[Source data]
-=-=-=-=-

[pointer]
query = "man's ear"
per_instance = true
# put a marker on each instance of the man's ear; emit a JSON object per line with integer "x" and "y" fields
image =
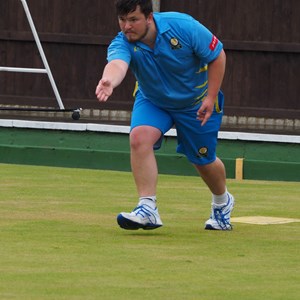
{"x": 150, "y": 18}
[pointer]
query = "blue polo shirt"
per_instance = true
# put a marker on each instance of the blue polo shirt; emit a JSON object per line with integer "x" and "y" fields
{"x": 173, "y": 75}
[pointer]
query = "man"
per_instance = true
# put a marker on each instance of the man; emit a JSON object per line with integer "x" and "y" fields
{"x": 179, "y": 67}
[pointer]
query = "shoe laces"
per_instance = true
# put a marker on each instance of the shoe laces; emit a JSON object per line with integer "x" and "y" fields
{"x": 221, "y": 216}
{"x": 144, "y": 212}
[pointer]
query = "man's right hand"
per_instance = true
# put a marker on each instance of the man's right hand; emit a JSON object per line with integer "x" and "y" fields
{"x": 104, "y": 89}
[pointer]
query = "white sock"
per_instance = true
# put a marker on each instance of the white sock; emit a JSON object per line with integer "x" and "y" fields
{"x": 220, "y": 199}
{"x": 148, "y": 200}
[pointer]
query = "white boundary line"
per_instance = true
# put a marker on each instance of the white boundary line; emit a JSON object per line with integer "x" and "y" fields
{"x": 225, "y": 135}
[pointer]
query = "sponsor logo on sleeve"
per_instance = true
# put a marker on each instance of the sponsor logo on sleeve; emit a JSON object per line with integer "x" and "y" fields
{"x": 214, "y": 43}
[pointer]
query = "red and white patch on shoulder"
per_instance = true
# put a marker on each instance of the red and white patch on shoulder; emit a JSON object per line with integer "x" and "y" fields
{"x": 214, "y": 43}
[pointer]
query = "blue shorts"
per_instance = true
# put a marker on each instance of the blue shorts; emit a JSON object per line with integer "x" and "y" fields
{"x": 198, "y": 143}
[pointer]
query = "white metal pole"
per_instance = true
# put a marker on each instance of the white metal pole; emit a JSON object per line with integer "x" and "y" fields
{"x": 23, "y": 70}
{"x": 41, "y": 51}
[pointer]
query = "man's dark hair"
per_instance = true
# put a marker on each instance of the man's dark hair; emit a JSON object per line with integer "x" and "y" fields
{"x": 124, "y": 7}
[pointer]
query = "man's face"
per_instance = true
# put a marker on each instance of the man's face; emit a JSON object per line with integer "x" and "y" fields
{"x": 135, "y": 25}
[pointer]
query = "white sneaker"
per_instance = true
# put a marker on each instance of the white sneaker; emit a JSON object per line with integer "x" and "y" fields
{"x": 143, "y": 216}
{"x": 220, "y": 216}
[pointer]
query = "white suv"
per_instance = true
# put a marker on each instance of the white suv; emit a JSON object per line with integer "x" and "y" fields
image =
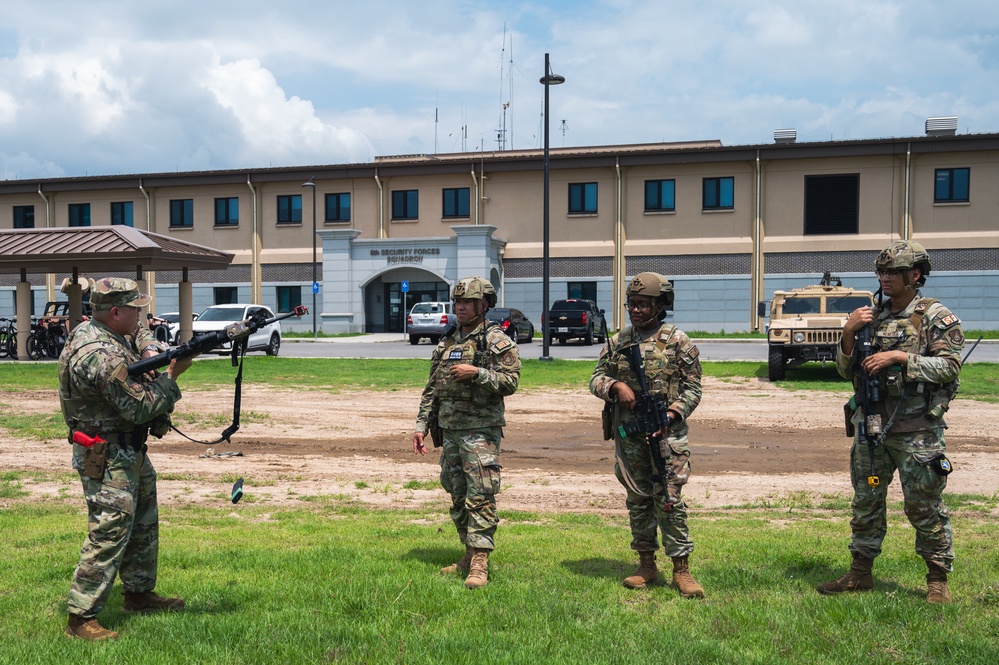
{"x": 218, "y": 317}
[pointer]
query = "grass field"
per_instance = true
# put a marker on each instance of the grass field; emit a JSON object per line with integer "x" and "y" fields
{"x": 336, "y": 582}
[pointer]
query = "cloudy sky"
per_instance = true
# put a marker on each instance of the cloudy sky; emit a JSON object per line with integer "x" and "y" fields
{"x": 106, "y": 86}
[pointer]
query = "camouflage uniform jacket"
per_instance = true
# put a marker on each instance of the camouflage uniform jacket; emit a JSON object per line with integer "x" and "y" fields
{"x": 477, "y": 402}
{"x": 672, "y": 369}
{"x": 96, "y": 394}
{"x": 932, "y": 337}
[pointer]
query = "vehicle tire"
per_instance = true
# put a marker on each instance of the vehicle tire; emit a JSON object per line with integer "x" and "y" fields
{"x": 775, "y": 364}
{"x": 275, "y": 345}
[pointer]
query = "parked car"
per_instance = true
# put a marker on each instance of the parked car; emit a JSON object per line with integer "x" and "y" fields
{"x": 576, "y": 318}
{"x": 217, "y": 317}
{"x": 513, "y": 322}
{"x": 429, "y": 319}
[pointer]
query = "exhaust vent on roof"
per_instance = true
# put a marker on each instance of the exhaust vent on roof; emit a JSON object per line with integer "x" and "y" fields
{"x": 943, "y": 126}
{"x": 785, "y": 135}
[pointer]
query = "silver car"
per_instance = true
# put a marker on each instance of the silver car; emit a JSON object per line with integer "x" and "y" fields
{"x": 429, "y": 319}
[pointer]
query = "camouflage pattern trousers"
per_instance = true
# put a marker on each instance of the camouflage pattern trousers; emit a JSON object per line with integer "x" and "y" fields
{"x": 911, "y": 453}
{"x": 470, "y": 472}
{"x": 649, "y": 506}
{"x": 123, "y": 520}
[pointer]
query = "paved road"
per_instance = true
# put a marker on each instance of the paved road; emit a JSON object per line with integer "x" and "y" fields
{"x": 386, "y": 345}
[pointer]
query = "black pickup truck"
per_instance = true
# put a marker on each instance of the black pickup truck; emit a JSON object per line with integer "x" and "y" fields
{"x": 576, "y": 318}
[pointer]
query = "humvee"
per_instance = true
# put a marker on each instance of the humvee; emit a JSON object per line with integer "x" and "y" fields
{"x": 807, "y": 323}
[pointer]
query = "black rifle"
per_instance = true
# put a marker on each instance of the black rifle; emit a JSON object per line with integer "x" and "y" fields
{"x": 234, "y": 332}
{"x": 651, "y": 415}
{"x": 868, "y": 394}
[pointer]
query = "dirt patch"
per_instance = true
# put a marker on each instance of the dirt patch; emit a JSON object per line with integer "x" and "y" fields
{"x": 750, "y": 442}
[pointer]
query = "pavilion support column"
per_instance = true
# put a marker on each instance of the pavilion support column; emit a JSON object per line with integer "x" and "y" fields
{"x": 186, "y": 302}
{"x": 23, "y": 308}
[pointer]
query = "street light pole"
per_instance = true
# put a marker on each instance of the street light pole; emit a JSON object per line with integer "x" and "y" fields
{"x": 312, "y": 184}
{"x": 549, "y": 79}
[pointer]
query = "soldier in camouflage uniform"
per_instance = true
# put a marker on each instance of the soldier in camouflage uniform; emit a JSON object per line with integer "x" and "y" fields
{"x": 673, "y": 371}
{"x": 918, "y": 343}
{"x": 99, "y": 400}
{"x": 472, "y": 369}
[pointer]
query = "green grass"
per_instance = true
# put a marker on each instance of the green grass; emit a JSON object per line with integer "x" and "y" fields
{"x": 332, "y": 582}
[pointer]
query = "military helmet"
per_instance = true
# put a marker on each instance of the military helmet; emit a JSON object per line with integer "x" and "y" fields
{"x": 474, "y": 288}
{"x": 904, "y": 255}
{"x": 654, "y": 285}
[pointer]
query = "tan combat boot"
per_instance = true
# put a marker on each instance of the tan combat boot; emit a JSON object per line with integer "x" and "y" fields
{"x": 646, "y": 573}
{"x": 478, "y": 573}
{"x": 461, "y": 565}
{"x": 858, "y": 578}
{"x": 147, "y": 602}
{"x": 88, "y": 629}
{"x": 936, "y": 585}
{"x": 684, "y": 581}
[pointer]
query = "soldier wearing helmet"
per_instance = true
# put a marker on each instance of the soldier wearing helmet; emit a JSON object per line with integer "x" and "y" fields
{"x": 917, "y": 359}
{"x": 673, "y": 371}
{"x": 473, "y": 368}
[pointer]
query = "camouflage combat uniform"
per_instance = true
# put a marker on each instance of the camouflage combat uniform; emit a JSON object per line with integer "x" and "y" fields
{"x": 98, "y": 397}
{"x": 933, "y": 339}
{"x": 471, "y": 416}
{"x": 673, "y": 371}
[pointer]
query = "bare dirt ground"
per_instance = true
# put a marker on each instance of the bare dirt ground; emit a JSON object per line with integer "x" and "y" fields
{"x": 751, "y": 442}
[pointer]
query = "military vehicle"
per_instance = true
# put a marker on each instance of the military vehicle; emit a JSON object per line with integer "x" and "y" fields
{"x": 806, "y": 323}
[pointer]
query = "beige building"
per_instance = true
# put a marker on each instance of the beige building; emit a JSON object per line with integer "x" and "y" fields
{"x": 730, "y": 224}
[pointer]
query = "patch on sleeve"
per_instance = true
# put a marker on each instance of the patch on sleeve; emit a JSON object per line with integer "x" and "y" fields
{"x": 948, "y": 321}
{"x": 131, "y": 385}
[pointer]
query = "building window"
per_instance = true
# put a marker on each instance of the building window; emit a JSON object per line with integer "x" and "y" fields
{"x": 951, "y": 185}
{"x": 290, "y": 209}
{"x": 79, "y": 214}
{"x": 582, "y": 290}
{"x": 660, "y": 196}
{"x": 227, "y": 211}
{"x": 582, "y": 198}
{"x": 181, "y": 213}
{"x": 719, "y": 193}
{"x": 338, "y": 207}
{"x": 406, "y": 204}
{"x": 289, "y": 297}
{"x": 226, "y": 295}
{"x": 121, "y": 213}
{"x": 456, "y": 202}
{"x": 24, "y": 217}
{"x": 832, "y": 204}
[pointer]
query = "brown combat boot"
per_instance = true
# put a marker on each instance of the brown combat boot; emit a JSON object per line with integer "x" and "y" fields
{"x": 936, "y": 585}
{"x": 858, "y": 578}
{"x": 88, "y": 629}
{"x": 684, "y": 581}
{"x": 461, "y": 565}
{"x": 646, "y": 573}
{"x": 148, "y": 601}
{"x": 478, "y": 573}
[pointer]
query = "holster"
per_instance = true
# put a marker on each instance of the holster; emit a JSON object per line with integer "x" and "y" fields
{"x": 848, "y": 410}
{"x": 95, "y": 458}
{"x": 436, "y": 432}
{"x": 607, "y": 421}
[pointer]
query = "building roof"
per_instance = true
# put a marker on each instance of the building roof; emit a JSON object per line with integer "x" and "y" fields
{"x": 101, "y": 248}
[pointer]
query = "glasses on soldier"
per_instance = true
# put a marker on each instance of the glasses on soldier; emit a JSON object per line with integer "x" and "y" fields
{"x": 640, "y": 305}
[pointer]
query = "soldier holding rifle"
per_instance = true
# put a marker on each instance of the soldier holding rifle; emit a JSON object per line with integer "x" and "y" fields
{"x": 673, "y": 379}
{"x": 915, "y": 359}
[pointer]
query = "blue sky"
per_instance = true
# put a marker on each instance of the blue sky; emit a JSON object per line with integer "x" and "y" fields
{"x": 109, "y": 86}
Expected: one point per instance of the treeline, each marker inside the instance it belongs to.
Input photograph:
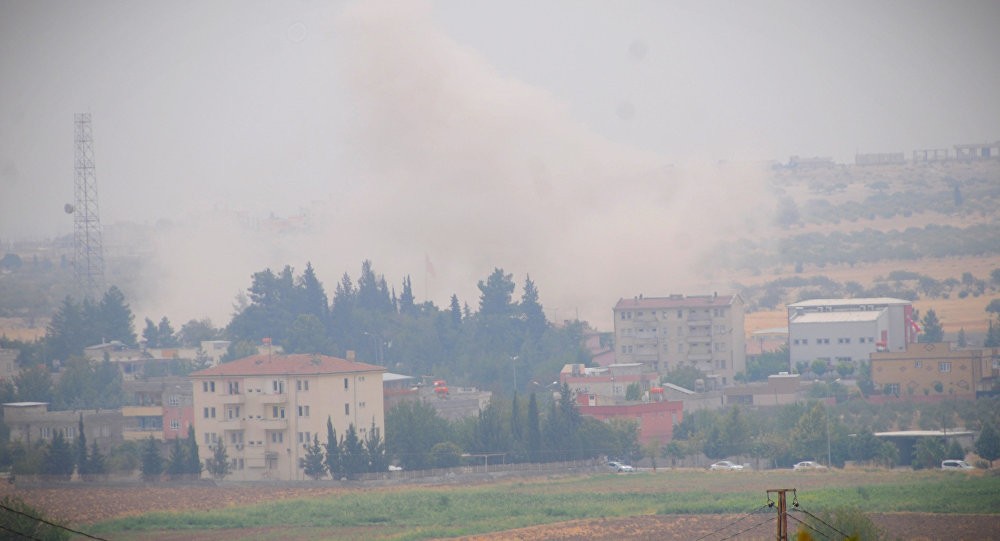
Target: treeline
(782, 436)
(489, 347)
(898, 284)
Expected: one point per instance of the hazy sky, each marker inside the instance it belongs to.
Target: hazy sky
(576, 141)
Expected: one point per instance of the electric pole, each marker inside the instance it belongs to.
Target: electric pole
(88, 262)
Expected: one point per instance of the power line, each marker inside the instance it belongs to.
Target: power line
(727, 526)
(821, 520)
(54, 525)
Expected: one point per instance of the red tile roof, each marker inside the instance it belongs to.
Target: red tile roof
(675, 301)
(295, 364)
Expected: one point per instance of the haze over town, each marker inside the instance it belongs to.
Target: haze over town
(599, 149)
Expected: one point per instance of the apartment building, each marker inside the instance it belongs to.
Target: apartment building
(663, 333)
(266, 408)
(848, 330)
(936, 370)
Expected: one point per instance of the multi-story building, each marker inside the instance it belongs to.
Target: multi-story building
(267, 408)
(663, 333)
(157, 406)
(848, 330)
(936, 371)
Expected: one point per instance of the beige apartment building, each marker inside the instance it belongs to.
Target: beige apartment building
(935, 370)
(266, 408)
(663, 333)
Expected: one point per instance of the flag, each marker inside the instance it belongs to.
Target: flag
(429, 267)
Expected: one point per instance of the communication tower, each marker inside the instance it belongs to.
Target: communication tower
(88, 262)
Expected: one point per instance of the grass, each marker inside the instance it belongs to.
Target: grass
(405, 513)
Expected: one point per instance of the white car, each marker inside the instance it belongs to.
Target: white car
(619, 467)
(726, 465)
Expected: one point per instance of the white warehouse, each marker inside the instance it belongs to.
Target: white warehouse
(848, 330)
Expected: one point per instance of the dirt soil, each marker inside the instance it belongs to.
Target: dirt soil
(86, 504)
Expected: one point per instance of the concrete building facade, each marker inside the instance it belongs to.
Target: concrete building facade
(848, 330)
(664, 333)
(266, 408)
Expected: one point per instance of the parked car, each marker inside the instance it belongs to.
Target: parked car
(808, 465)
(726, 465)
(620, 467)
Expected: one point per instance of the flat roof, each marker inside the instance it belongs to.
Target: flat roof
(836, 317)
(847, 302)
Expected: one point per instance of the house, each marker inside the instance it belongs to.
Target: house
(848, 330)
(664, 333)
(266, 408)
(161, 407)
(31, 422)
(934, 371)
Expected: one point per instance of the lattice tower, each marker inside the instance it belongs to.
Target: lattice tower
(89, 258)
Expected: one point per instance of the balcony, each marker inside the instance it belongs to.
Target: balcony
(142, 411)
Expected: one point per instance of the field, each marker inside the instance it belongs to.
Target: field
(667, 504)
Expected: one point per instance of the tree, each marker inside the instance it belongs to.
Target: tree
(218, 465)
(495, 298)
(375, 450)
(117, 320)
(80, 449)
(177, 463)
(151, 459)
(932, 330)
(531, 310)
(312, 464)
(988, 443)
(58, 461)
(333, 462)
(353, 453)
(193, 461)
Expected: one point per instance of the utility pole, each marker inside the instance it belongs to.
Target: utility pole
(782, 531)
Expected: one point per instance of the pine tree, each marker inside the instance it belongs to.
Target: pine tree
(59, 458)
(312, 464)
(193, 461)
(932, 331)
(218, 464)
(177, 463)
(334, 463)
(80, 448)
(375, 450)
(151, 460)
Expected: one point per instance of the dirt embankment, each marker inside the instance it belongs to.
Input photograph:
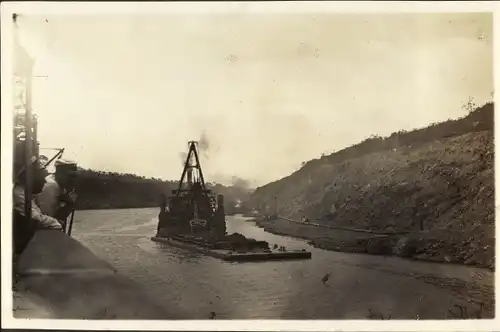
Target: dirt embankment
(440, 190)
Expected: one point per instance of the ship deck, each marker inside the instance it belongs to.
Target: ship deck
(233, 256)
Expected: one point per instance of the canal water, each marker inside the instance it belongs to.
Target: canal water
(359, 286)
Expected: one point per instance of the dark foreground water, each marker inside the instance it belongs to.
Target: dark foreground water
(198, 285)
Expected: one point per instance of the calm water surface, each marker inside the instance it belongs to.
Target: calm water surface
(198, 285)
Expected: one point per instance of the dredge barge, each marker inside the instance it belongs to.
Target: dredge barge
(193, 219)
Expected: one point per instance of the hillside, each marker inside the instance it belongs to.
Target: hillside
(109, 190)
(439, 179)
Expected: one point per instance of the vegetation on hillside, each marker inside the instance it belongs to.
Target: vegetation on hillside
(435, 182)
(101, 190)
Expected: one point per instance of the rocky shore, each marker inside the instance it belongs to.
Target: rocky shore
(434, 246)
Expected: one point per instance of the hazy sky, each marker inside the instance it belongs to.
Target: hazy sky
(126, 93)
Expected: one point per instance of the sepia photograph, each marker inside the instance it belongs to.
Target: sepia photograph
(244, 163)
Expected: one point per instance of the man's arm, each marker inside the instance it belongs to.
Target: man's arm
(42, 220)
(48, 199)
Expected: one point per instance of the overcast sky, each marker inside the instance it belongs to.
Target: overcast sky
(126, 93)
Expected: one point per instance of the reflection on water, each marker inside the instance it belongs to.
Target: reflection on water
(288, 289)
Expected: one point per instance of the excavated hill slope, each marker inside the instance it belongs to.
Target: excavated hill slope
(440, 178)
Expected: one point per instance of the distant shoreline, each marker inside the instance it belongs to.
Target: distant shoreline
(385, 246)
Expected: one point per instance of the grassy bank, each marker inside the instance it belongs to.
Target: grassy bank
(431, 246)
(110, 190)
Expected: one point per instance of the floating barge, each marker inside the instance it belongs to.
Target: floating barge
(193, 219)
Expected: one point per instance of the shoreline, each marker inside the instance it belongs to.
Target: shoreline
(397, 245)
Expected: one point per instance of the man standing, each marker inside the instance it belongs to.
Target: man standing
(58, 197)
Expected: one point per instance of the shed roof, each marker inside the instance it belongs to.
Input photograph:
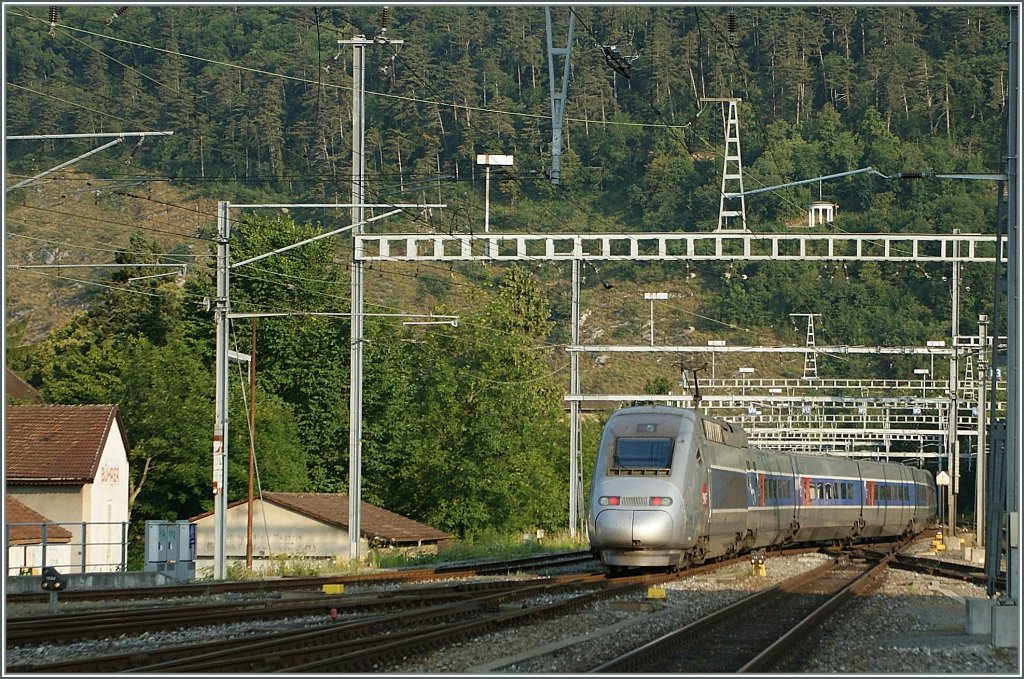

-=-=-=-=-

ACTION ITEM: Reprint exactly the lines above that start at the one with "Expected: one point per instance of the overcast" and end at the one with "Expected: one point per instance of the reflection", keeping both and adding none.

ANSWER SPACE:
Expected: one point per instance of the overcast sky, each marker inside the instance it belongs to.
Target: overcast sky
(126, 93)
Expected: one point per instance of the reflection on water, each marker inside the instance it belongs to.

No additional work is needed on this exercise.